--- Brano fornito ---

Lettera da Washington


Buon compleanno, America!

Gli americani si scambiano auguri per il 4 luglio, l’anniversario della festa nazionale, il che può sorprendere noi europei, ma nasconde una sua saggezza. Non è scontato che il compleanno di una nazione sia sempre una scadenza lieta; ma basta solo riflettere un po’ per vedere come la storia recente - anzi quella ancora in corso - giustifichi in questi giorni un certo spirito celebrativo.

Un anno fa la scena era dominata da un’incerta prospettiva elettorale. Un numero spropositato di candidati contendeva dal centro e dalla sinistra la poltrona a Trump, ma ancora non si vedeva un campione. Lo stesso Biden aveva avuto una partenza lenta e solo con le primarie della Carolina del Sud e con lo spettacolare appoggio dei Democratici di colore aveva raccolto un seguito sufficiente per apparire un candidato plausibile. Ma non avrebbe vinto a novembre senza l’aiuto involontario di Trump che, noncurante della tragedia causata dalla pandemia, da un lato agitava forze inquietanti e dall’altro cercava di accreditarsi come il solo capace di contenerle.

Tutto ciò fin quando il Paese ha cominciato ad avere paura non solo del virus, ma anche di chi doveva guidarli contro di esso. Il ricovero del Presidente, evacuato d’urgenza dalla Casa Bianca con l’elicottero dei Marines, ha fatto comprendere all’America che la malattia che aveva colpito il comandante in capo era assai più grave di quanto si lasciasse intendere (come ora è stato confermato); e ciascuno ha fatto la privata riflessione che, se fosse capitato a sé o ai suoi, non ci sarebbero stati i Marines per salvarli.

L’America che vediamo oggi è già diversa, ma la transizione tra quella del recente passato e quella che sta prendendo forma è tutt’altro che completa.

La sua espressione politica non è arrivata ad un nuovo equilibrio. Le forze che hanno trovato espressione con Trump esistono ancora e quelle che vi si oppongono sembrano ancora unite solo dalla lotta per conservare la democrazia. Il Paese va avanti, forte della sua struttura economica, del mandarinato federale e della capacità degli alti comandi militari di mantenere le forze armate raccolte attorno alla bandiera.

--- Estratto dei dati ---

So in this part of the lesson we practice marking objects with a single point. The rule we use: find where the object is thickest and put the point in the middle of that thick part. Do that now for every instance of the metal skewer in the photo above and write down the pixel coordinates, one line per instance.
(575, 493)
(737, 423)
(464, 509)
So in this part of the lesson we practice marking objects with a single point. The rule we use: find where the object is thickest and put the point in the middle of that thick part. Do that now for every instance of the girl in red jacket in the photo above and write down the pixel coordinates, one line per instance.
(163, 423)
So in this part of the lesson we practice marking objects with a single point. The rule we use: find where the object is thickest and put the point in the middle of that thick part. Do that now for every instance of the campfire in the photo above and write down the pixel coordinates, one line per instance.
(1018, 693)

---
--- Estratto dei dati ---

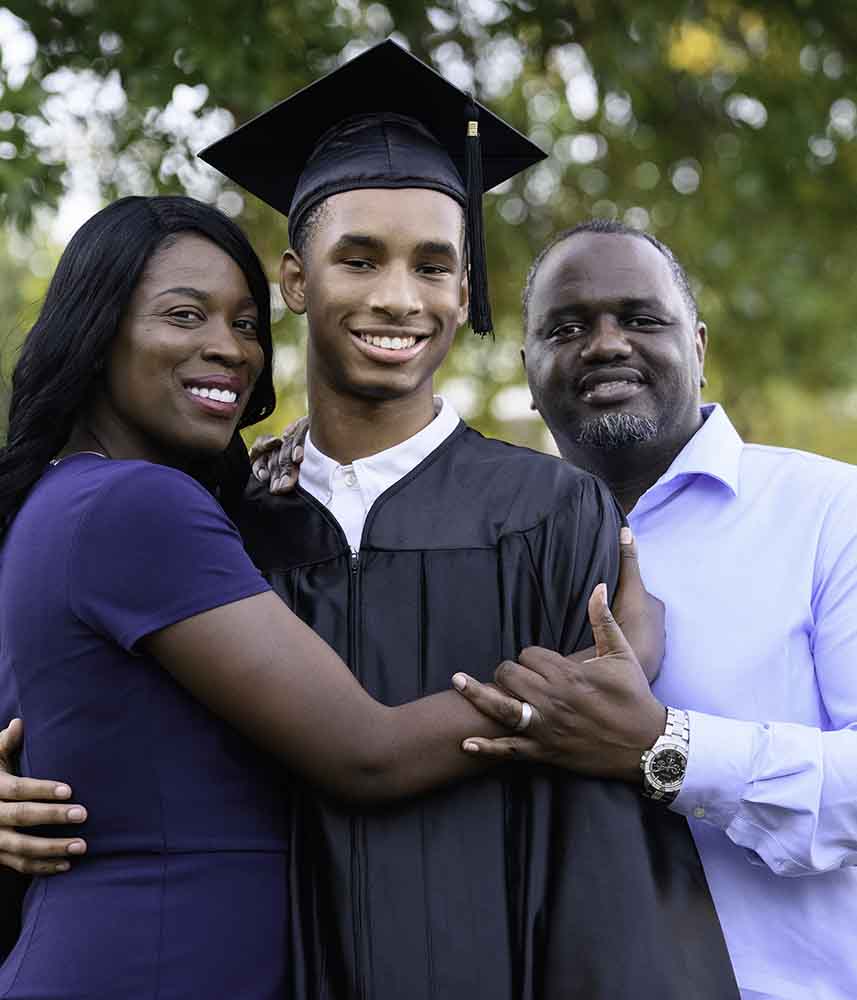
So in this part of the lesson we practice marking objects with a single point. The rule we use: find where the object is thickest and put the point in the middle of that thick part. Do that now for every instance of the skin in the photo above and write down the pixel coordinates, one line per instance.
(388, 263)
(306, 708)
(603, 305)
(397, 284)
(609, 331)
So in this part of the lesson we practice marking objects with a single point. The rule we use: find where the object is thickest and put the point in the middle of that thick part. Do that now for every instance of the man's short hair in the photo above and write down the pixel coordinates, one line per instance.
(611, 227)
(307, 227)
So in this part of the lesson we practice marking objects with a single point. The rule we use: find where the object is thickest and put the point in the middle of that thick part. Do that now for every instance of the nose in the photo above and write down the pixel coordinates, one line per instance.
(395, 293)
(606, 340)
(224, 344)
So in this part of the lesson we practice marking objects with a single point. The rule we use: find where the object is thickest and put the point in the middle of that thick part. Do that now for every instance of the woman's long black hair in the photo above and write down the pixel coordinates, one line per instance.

---
--- Estratto dei dati ---

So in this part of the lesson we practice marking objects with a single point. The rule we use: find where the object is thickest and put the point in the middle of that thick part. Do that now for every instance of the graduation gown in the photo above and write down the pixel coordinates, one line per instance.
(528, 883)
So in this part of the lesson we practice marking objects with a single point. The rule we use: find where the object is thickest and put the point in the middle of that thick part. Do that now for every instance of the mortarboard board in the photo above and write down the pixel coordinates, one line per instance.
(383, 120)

---

Cosa fare: Scrivi il seguito della lettera da Washington sul 4 luglio, cominciando subito dopo la sua ultima frase.

Risultato:
Troppe tensioni non nuove restano tuttavia ancora irrisolte. Sono tensioni di razza, di fede, di cultura e di censo. Altrettanto poco nitida appare la posizione che si intende assumere nei confronti dei principali focolai di crisi in Asia. Non giova, ad esempio, la partenza in questi giorni degli ultimi contingenti dall’Afghanistan, quasi fosse parte della celebrazione della festa nazionale, perché prevalgono le immagini desolate dei militari afghani - per il cui armamento e addestramento sono stati spesi milioni di dollari - costretti ogni giorno a cedere pezzi di territorio ai talebani e ai capi tribù.

Altri sottili cordoni ombelicali tra l’Est e l’Ovest del mondo sono sottoposti a pericolose tensioni: a partire da Hong Kong. In cinese, l’America è Mei Guo, letteralmente “il Bel Paese” (prima ancora che la Galbani ne facesse un formaggio, i cinesi avevano già riciclato questa etichetta che Dante ci aveva regalato). L’America di oggi non mostra però di voler più rendere la cortesia, né la Cina di oggi probabilmente userebbe queste stesse parole se dovesse ancora dare un nome agli Stati Uniti.

Nello scontro tra elementi di “realpolitik” ed esigenze di coerenza con i propri ideali storici, la democrazia americana richiederà un continuo, competente e nuovo impegno, che è tutto da costruire.

Tuttavia, finché è ancora Washington a proporre un modello da applicare per il nostro tempo, sarebbe inopportuno farsi tentare da un segreto compiacimento per le carenze della politica americana.

L’America ha comunque ragione di festeggiare sé stessa, perché nel guardarsi allo specchio continua quell’incessante esame autocritico che è la sua forza, e non la sua debolezza.

Ottant’anni fa, gli Stati Uniti furono la fucina della democrazia producendo carri armati ed aeroplani; ancor oggi sono una fucina della stessa ambizione di democrazia che è anche la nostra: un’ambizione forse un po’ più invecchiata, disincantata e ancora lontana dalla perfezione, ma meritevole di sinceri auguri di buon compleanno.